INSTRUCTIONS TO FOLLOW:
Using the entries below, quote exactly the span of lines that begins with the line containing "For each instance of the steering" and ends with the final line.

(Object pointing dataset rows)
--- begin ---

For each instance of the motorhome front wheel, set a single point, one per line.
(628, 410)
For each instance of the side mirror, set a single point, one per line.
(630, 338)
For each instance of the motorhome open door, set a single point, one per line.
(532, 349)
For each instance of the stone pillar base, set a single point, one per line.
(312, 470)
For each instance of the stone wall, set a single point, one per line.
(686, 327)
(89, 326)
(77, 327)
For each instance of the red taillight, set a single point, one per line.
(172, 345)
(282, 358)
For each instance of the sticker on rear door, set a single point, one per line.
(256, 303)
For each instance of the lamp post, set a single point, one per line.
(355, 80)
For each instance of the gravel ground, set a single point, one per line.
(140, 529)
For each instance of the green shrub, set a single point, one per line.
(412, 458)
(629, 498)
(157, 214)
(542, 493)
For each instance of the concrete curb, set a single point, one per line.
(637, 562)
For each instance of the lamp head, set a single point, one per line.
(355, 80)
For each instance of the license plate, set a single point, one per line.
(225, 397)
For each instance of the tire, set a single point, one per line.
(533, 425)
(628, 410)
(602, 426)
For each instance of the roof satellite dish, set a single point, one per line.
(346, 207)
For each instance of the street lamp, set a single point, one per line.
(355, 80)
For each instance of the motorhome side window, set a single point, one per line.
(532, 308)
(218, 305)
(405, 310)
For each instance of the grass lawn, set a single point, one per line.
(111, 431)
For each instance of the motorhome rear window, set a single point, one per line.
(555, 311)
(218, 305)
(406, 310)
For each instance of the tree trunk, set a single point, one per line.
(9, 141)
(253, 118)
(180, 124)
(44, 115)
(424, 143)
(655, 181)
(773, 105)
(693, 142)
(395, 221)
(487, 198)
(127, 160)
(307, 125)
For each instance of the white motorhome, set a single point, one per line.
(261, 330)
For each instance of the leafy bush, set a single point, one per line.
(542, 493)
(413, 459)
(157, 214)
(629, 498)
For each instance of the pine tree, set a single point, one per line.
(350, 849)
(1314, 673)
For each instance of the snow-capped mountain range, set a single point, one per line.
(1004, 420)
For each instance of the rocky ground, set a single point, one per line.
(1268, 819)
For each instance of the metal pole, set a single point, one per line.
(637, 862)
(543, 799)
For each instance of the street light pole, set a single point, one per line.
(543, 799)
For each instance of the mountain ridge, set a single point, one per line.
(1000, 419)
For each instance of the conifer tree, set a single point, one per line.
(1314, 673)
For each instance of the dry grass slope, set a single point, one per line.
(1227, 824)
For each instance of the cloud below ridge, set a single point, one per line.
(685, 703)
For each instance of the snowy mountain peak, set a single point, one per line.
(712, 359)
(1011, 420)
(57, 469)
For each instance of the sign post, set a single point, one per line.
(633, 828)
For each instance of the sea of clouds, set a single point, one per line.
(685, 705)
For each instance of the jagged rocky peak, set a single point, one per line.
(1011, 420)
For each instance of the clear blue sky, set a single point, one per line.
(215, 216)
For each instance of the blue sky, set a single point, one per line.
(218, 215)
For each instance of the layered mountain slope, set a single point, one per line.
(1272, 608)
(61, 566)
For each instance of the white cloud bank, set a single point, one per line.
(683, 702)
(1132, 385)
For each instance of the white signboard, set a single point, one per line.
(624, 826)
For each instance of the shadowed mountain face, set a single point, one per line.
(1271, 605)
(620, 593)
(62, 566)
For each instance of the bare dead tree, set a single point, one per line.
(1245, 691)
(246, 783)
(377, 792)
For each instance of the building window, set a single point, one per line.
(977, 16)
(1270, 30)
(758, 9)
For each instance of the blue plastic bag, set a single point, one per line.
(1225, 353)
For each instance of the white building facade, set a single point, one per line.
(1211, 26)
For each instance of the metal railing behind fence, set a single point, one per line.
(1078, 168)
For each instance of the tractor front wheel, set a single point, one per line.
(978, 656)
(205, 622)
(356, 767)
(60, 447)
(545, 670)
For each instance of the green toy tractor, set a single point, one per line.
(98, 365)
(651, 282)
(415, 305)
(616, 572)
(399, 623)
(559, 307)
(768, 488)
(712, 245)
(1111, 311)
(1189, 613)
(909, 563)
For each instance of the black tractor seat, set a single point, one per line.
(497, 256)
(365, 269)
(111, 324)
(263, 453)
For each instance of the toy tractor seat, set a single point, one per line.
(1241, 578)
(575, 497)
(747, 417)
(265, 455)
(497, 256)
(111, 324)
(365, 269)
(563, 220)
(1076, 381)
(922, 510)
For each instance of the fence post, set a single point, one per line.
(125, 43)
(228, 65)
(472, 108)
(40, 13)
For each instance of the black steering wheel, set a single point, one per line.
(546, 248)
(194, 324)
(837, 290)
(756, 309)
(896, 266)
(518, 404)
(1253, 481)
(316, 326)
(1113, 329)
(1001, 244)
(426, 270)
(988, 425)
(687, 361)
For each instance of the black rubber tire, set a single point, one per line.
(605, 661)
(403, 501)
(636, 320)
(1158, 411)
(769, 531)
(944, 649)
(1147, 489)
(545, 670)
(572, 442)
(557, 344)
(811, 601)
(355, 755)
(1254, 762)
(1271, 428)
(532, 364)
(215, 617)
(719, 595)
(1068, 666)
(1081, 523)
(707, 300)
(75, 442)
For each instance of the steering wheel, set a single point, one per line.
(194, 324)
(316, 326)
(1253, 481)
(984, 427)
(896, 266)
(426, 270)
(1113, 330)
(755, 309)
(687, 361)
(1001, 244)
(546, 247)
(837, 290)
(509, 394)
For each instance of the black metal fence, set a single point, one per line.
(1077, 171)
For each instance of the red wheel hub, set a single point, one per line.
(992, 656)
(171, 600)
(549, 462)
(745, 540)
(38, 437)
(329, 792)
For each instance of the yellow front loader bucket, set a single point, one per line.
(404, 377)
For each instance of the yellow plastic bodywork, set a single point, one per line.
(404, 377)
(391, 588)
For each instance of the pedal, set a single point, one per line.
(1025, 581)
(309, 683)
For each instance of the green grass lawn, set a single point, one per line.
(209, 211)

--- end ---

RESPONSE:
For each instance of the steering wheel, set a single point, one per line.
(194, 324)
(316, 326)
(1253, 481)
(984, 427)
(896, 266)
(426, 270)
(1113, 330)
(755, 309)
(687, 361)
(1001, 244)
(546, 247)
(837, 290)
(509, 394)
For each instance of the black metal fence, set a single point, one per line.
(1077, 171)
For each instance of the red wheel hub, set a single point, one per line.
(992, 656)
(171, 600)
(549, 462)
(745, 540)
(38, 437)
(329, 792)
For each instance of the yellow front loader bucket, set a single point, one per line.
(404, 377)
For each instance of the yellow plastic bodywork, set a single point, one per line.
(404, 377)
(391, 588)
For each instance of the pedal, set a single point, one per line.
(1025, 581)
(309, 683)
For each instance of the green grass lawn, set a single point, one per line.
(209, 211)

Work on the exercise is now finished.